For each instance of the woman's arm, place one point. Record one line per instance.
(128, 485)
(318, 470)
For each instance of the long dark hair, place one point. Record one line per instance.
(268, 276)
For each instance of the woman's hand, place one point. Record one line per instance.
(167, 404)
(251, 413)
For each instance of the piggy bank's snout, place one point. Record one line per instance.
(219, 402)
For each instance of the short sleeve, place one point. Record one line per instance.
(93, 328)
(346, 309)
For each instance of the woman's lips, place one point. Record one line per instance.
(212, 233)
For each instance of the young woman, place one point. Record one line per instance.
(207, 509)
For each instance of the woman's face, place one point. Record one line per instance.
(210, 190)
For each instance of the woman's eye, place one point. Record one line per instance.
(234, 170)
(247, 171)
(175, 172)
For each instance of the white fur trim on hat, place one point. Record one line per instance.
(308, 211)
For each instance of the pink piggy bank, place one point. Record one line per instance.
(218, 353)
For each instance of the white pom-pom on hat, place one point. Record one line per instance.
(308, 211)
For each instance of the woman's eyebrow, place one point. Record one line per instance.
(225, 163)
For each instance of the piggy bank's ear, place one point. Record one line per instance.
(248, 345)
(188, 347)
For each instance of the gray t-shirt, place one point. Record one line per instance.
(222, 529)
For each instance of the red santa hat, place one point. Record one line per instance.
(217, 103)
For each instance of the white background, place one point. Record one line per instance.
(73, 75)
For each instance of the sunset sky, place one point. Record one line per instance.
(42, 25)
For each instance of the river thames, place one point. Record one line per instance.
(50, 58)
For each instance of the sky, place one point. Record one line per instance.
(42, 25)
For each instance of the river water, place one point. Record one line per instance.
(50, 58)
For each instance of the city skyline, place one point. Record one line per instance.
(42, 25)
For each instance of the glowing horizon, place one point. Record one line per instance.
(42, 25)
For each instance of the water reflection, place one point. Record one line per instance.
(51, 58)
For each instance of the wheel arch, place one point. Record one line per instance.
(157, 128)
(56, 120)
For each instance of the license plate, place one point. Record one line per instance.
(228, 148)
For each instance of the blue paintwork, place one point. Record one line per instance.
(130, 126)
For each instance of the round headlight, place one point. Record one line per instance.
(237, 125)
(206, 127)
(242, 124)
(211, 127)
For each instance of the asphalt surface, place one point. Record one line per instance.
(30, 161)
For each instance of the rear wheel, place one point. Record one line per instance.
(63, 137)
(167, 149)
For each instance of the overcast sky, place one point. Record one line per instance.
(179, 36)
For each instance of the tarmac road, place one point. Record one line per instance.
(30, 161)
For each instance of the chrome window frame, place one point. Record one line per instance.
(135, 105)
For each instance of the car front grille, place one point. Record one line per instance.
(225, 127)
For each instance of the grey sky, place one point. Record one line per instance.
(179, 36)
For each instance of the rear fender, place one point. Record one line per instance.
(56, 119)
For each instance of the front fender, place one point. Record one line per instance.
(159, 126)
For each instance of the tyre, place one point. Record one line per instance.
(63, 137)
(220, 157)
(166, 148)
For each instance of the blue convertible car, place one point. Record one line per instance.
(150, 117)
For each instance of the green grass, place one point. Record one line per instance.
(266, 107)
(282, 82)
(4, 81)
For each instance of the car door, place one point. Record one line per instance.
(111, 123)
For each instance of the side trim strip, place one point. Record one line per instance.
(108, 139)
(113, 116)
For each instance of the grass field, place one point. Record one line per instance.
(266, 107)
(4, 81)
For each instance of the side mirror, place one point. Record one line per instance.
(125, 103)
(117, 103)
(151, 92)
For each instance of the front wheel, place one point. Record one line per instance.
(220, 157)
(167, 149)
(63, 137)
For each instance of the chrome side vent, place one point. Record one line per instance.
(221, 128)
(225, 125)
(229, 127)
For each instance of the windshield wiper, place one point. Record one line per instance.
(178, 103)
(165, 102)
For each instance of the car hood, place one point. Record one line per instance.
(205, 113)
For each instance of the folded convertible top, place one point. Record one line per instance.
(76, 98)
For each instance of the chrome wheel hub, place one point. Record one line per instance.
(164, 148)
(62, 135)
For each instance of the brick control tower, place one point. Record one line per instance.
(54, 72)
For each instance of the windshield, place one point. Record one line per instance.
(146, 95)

++++++++++

Written task
Reproduce the full listing above, character for character.

Complete response
For each instance of the woman's arm, place one point. Record one line per instance.
(128, 485)
(318, 470)
For each instance of the long dark hair, place one point. Record one line per instance.
(268, 276)
For each instance of the woman's hand, place one point. Record one line per instance.
(167, 404)
(251, 413)
For each instance of the piggy bank's snout, place one point. Record one line per instance.
(219, 402)
For each instance of the short sleeve, place one point. Record one line per instance.
(93, 328)
(346, 309)
For each instance of the woman's lips, place one point. Record one line per instance.
(212, 233)
For each instance of the young woman, place one point. Record one line per instance.
(207, 509)
For each instance of the woman's face, place one point. Record one line per instance.
(210, 190)
For each instance of the woman's eye, place one point. Record one line per instance.
(234, 170)
(247, 171)
(175, 172)
For each instance of the white fur trim on hat, place one point. Record one line per instance.
(308, 211)
For each instance of the pink piggy bank, place one point. Record one line per instance.
(218, 353)
For each instance of the white pom-pom on hat, place one point. Record one line per instance.
(308, 211)
For each instance of the woman's eyebrow, place one point. Record one line per instance.
(225, 163)
For each instance of the piggy bank's ear, place one point. Record one line per instance.
(248, 345)
(188, 347)
For each instance of the gray t-shirt, place one point. Record one line per instance.
(222, 529)
For each instance of the red santa hat, place one point. Record one line per instance.
(217, 103)
For each instance of the white background, place one point. Record one line per instance.
(73, 75)
For each instance of the sunset sky, place one point. Record one line per instance.
(42, 25)
For each instance of the river thames, place one point. Record one line per instance.
(50, 58)
For each instance of the sky, place one point. Record one line per instance.
(42, 25)
For each instance of the river water, place one point. Record one line per instance.
(50, 58)
For each instance of the city skyline, place one point. Record one line per instance.
(42, 25)
For each instance of the glowing horizon, place one point. Record one line per instance.
(42, 25)
For each instance of the water reflection, place one point. Record one line per instance.
(51, 58)
For each instance of the wheel arch, place one point. Record one line per instance.
(157, 128)
(56, 120)
For each instance of the license plate, place one point. Record one line per instance.
(228, 148)
For each instance of the blue paintwork, place one point. Record one line per instance.
(130, 126)
For each instance of the round headlight, place one point. Record one line per instance.
(237, 125)
(206, 127)
(242, 124)
(211, 127)
For each instance of the asphalt surface, place one point. Record one line per instance.
(30, 161)
For each instance of the rear wheel, place one point. Record one line per instance.
(63, 137)
(167, 149)
For each instance of the overcast sky, place one point. Record one line per instance.
(179, 36)
For each instance of the tarmac road, place one point. Record one line per instance.
(30, 161)
For each instance of the chrome window frame, place one point. Record one line per instance.
(135, 105)
For each instance of the car front grille, place one point. Record one line per instance.
(225, 127)
For each instance of the grey sky, place one point. Record one line per instance.
(179, 36)
For each instance of the rear fender, place one point. Record one line per instance.
(56, 119)
For each instance of the front fender, place one point. Record one line per instance.
(159, 126)
For each instance of the tyre, place one point. Record one line per instance.
(63, 137)
(220, 157)
(166, 148)
For each instance of the blue convertible car, place one point. Record one line per instance.
(150, 117)
For each instance of the green grass, place one point. Record one line per instance.
(266, 107)
(282, 82)
(4, 81)
For each instance of the car door, place one point. Record one line per instance.
(111, 123)
For each instance of the side trim strip, place one point. Record one line per instance.
(108, 139)
(113, 116)
For each instance of the grass field, place one point. Record one line per instance.
(266, 107)
(4, 81)
For each instance of the side mirror, place one point. Record one line per instance.
(125, 103)
(117, 103)
(151, 92)
For each instance of the front wheel, place one point. Record one line per instance.
(220, 157)
(167, 149)
(63, 137)
For each instance of the chrome side vent, place one point. Record one line per instance.
(221, 128)
(225, 125)
(229, 127)
For each instance of the windshield wiper, place one point. Record one line per instance.
(178, 103)
(165, 102)
For each instance of the car hood, place one point. Record one line per instance.
(205, 113)
For each instance of the folded convertible top, place one point. Record one line per instance.
(76, 98)
For each instance of the chrome wheel hub, place one point. Record one line per instance.
(164, 148)
(62, 135)
For each instance of the brick control tower, place one point. Record one line per instance.
(54, 72)
For each instance of the windshield, place one point. Record one line per instance.
(146, 95)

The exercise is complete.